» Written exercise: The records below need retyping in full; give them again exactly.

---------- Dataset ----------

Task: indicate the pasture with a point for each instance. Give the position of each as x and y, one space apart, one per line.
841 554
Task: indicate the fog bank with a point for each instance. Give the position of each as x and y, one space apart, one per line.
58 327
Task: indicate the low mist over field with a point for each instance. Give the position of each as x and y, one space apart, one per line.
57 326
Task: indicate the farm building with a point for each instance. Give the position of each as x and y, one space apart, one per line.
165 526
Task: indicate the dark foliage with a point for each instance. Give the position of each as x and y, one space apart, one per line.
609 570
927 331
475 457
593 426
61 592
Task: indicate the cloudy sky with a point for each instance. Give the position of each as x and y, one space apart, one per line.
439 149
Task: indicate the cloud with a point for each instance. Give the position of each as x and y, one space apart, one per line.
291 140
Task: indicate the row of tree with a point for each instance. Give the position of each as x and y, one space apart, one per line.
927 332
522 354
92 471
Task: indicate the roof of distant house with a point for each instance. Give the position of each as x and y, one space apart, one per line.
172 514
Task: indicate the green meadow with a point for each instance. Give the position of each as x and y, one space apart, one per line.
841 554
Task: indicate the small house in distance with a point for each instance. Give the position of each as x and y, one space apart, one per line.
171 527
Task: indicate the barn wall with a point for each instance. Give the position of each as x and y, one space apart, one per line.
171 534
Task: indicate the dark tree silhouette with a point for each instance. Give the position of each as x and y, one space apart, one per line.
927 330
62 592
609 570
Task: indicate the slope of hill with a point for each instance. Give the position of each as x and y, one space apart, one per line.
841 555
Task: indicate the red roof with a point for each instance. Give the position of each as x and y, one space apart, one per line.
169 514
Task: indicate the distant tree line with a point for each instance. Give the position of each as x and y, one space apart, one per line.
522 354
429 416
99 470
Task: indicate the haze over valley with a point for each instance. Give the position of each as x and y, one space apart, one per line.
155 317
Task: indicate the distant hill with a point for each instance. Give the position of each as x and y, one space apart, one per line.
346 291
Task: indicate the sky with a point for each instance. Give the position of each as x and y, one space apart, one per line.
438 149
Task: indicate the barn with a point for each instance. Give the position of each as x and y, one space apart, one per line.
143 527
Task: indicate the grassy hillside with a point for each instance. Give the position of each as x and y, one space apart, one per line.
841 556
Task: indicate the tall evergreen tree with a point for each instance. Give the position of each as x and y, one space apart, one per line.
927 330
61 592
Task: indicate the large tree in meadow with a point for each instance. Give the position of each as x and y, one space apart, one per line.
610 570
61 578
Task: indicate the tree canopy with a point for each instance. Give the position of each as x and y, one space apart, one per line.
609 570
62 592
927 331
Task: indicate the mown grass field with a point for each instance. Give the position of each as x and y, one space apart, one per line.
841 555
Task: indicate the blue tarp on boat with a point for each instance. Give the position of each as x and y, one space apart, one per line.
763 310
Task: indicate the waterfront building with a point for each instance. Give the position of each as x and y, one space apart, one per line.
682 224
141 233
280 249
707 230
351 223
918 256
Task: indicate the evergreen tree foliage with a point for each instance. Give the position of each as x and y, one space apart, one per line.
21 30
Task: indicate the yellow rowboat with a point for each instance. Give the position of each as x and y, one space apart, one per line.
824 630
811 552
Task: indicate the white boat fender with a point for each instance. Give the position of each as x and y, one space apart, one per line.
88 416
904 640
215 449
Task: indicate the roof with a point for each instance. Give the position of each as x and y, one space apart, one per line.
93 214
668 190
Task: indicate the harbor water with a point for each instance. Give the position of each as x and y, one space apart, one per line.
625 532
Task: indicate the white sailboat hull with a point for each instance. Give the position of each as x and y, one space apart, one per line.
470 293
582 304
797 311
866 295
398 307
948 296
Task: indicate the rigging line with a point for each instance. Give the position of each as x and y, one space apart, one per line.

----------

» Exercise response:
Task: indicate the pasture with a point for each instance. Give the position of each as x and y, one space apart, one per line.
841 554
Task: indicate the fog bank with a point for each instance. Give the position of each as x and y, one space apart, one per line.
58 327
Task: indicate the low mist over field with a point for each instance. Give the position of each as x and y, one space apart, one per line.
57 326
Task: indicate the farm building with a point for each instance. Give the position of each as x and y, one space apart, one per line.
165 526
Task: indicate the dark foliage with a point for each instance. Give the position of each as x and y, one space apart, one per line.
609 570
927 331
475 457
593 426
61 592
Task: indicate the cloudy sky with a point for each instance. Give the position of each as x and y, one space apart, one per line.
439 149
Task: indicate the cloud with a point for each instance. Give the position of each as x and y, one space apart, one per line.
291 140
Task: indicate the row of tree with a point for each instance. Give the position of each as x and y, one space apart, one per line.
927 332
522 354
92 471
Task: indicate the roof of distant house with a point for each instance. Give the position of each as x and y, one space apart, one per line.
172 514
Task: indicate the green meadow with a point for each instance. Give the position of each as x and y, one space apart, one per line.
841 554
Task: indicate the small house in distance with a point for each instance. Give the position of each as x and y, one space apart, one per line.
171 527
Task: indicate the barn wall with a point for each instance. Give the position of each as x and y, one space apart, one per line.
171 534
Task: indicate the dark tree silhouette with a point for each instance. Give the position of each as x and y, one space apart, one per line.
927 330
62 592
609 570
Task: indicate the slope of hill with a point for each instance. Give the position of each as x and y, one space apart, one per line.
841 555
Task: indicate the red roof with a point for each instance. Give the position of each as x and y, one space apart, one per line.
169 514
Task: indicate the distant tree line with a point for each instance. Give the position of each as x and y, one space apart, one per line.
522 354
429 416
99 470
Task: indicate the haze over valley with a point for each instance. Give the position of each as x and y, one space apart, one per line.
155 317
Task: indicate the distant hill with a point for each instance. Give the position of each as x and y, one space apart, one per line.
346 291
Task: indicate the sky with a point for each instance. Give the position of each as x and y, one space apart, one per line.
438 149
Task: indicate the barn with a point for each instance. Give the position of each as x and y, one space apart, one per line.
143 527
Task: indicate the grassy hillside with a point for each instance. Give the position of each as x and y, one space apart, one per line.
841 556
Task: indicate the tall evergreen tree with a point for each instance. Give the position of each as x and y, one space apart, one per line.
927 330
61 592
Task: indicate the large tree in meadow with a point for each instance. Give the position of each as x and y, one space apart, one per line.
610 570
61 578
Task: indicate the tree canopy with a point for each instance. Give the position of each as x and y, one space apart, one per line.
609 570
62 592
927 331
Task: indicate the mown grass field with a point for each instance. Give the position of each as x and y, one space apart, one per line.
841 555
Task: indicate the blue tarp on boat with a point for each instance. Give the position of each as x and y, one space apart, one per line.
763 310
Task: indicate the waterfront building with a point for each instance. Give the position of each as x and y, one space apart, one per line.
682 224
141 233
280 249
707 230
351 223
918 256
Task: indicate the evergreen tree foliage with a point for each instance. Give the position of each as x and y, one space apart, one per line.
21 30
Task: indicate the yellow rowboat with a point for each instance. Give the position of each as x and y, one space apart, one per line.
824 630
811 552
Task: indicate the white boat fender with a point for each instance. Give the position of each as x and y, one space apart, one per line.
88 416
904 640
215 449
Task: indicate the roof with a point for each instance. Give the position of each as x and y, one space apart, one per line.
93 214
668 190
Task: indicate the harbor water with a point for each instance. Give the position of each as x and y, one space apart, one per line.
625 532
Task: indicate the white sailboat hull with a point for each instance. Give the position of each as x and y, one space apart, one per line.
470 293
582 304
797 311
866 295
398 307
948 296
Task: indicate the rigging line with a point for each instance. Give the position of each as x and y, one space apart, one per line.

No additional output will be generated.